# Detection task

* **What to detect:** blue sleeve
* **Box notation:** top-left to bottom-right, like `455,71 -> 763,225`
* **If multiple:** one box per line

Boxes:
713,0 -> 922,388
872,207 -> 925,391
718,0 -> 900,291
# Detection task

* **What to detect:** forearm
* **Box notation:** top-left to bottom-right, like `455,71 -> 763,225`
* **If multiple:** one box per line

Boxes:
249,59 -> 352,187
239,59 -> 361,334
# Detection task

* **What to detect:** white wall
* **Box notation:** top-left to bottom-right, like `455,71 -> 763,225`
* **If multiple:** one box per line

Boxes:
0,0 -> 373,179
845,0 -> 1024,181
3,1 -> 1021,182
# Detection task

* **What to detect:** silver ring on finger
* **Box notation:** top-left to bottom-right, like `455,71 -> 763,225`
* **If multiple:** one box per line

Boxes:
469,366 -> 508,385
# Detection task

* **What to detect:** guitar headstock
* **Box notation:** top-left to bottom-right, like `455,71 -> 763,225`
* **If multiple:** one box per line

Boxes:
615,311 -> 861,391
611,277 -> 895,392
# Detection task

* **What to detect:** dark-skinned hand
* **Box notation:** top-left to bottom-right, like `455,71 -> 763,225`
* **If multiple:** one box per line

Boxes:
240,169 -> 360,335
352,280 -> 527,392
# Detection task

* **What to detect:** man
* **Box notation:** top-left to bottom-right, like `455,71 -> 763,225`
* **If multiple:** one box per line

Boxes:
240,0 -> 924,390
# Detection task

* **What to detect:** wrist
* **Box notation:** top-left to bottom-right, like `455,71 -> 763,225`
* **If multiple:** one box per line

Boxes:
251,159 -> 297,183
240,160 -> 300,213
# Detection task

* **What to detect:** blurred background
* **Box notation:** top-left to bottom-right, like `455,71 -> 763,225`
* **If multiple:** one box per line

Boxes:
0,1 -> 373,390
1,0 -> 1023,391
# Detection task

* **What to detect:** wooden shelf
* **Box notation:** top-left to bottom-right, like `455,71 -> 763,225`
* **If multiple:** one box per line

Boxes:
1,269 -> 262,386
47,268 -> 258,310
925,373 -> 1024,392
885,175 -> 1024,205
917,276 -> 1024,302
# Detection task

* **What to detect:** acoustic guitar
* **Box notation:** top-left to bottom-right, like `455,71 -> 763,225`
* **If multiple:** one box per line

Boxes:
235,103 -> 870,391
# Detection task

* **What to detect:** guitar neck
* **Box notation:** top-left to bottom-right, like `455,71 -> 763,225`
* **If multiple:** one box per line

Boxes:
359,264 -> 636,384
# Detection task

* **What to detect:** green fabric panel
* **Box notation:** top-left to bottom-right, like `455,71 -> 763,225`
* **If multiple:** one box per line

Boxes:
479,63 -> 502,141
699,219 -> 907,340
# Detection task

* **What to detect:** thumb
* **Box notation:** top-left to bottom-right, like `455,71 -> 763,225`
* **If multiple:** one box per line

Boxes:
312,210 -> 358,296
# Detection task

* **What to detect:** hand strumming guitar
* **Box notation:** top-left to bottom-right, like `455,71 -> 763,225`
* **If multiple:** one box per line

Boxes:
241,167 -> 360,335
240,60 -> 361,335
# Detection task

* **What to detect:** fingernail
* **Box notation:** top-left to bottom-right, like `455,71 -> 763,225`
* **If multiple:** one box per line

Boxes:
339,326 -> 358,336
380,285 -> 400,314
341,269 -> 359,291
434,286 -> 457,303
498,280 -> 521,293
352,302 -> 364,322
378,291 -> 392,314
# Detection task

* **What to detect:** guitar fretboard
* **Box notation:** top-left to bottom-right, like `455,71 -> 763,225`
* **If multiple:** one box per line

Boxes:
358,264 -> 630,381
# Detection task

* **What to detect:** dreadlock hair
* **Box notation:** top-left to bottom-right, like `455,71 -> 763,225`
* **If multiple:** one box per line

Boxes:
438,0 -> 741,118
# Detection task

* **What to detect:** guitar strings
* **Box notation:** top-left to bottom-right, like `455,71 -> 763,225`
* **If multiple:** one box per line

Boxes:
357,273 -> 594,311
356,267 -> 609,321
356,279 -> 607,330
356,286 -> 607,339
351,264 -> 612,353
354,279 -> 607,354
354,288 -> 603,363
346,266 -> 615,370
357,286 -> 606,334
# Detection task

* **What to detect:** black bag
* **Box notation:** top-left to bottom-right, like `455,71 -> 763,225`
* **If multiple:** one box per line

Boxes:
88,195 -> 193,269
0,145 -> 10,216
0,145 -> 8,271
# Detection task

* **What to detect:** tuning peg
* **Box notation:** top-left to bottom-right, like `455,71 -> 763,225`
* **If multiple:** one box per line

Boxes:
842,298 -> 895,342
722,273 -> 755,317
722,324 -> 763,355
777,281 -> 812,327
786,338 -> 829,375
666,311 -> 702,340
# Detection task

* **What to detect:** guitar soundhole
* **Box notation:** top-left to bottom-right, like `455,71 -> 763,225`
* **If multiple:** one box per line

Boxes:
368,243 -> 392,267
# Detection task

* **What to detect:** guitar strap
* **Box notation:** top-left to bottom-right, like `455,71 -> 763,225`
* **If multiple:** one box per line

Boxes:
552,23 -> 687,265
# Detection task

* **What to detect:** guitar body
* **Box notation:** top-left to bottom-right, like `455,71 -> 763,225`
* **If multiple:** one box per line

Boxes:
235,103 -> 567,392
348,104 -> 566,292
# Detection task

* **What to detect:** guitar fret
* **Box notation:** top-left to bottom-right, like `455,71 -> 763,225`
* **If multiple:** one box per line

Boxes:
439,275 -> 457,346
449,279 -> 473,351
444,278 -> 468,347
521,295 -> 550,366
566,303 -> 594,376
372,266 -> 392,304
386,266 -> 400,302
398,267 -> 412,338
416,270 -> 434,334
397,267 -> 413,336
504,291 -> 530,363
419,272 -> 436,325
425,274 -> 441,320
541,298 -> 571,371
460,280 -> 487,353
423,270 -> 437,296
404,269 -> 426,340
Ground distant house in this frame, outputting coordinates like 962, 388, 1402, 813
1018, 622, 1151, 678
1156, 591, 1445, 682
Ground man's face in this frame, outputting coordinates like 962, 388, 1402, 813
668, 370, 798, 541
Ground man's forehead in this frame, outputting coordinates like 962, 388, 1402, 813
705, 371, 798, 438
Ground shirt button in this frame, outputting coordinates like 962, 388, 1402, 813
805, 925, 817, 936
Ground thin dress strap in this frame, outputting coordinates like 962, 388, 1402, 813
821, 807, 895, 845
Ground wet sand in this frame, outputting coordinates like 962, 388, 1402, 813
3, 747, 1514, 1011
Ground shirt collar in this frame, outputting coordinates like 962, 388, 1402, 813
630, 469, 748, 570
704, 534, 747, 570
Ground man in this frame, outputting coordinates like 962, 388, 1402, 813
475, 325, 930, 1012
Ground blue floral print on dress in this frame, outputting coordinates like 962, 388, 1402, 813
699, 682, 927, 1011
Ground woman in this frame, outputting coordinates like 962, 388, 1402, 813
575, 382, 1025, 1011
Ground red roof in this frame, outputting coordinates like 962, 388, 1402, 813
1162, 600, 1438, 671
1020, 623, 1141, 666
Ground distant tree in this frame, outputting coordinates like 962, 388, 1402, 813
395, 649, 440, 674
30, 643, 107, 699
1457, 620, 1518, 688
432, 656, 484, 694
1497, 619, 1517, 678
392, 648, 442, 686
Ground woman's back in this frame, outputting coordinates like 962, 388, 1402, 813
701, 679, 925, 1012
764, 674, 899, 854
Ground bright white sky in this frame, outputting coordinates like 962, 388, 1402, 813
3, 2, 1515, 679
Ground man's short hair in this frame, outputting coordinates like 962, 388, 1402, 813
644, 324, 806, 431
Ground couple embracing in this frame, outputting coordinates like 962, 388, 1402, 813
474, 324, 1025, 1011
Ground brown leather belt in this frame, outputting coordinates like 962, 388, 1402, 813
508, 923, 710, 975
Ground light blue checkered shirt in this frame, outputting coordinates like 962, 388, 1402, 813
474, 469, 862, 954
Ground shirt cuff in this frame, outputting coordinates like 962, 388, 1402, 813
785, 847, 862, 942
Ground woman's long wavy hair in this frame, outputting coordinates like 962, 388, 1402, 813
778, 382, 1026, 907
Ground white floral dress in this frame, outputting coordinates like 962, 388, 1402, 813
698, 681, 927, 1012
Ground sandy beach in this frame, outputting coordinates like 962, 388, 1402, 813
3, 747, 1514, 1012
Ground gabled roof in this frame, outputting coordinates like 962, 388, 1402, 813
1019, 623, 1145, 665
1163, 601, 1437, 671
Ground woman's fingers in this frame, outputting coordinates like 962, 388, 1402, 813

· · ·

**WHAT YOU HAVE TO DO**
With "hand" as the string to match, show every line of the entries above that has it.

**YOUR SOLUTION**
* **What to detect:** dark-skinned hand
* **What to detect:** hand strumming guitar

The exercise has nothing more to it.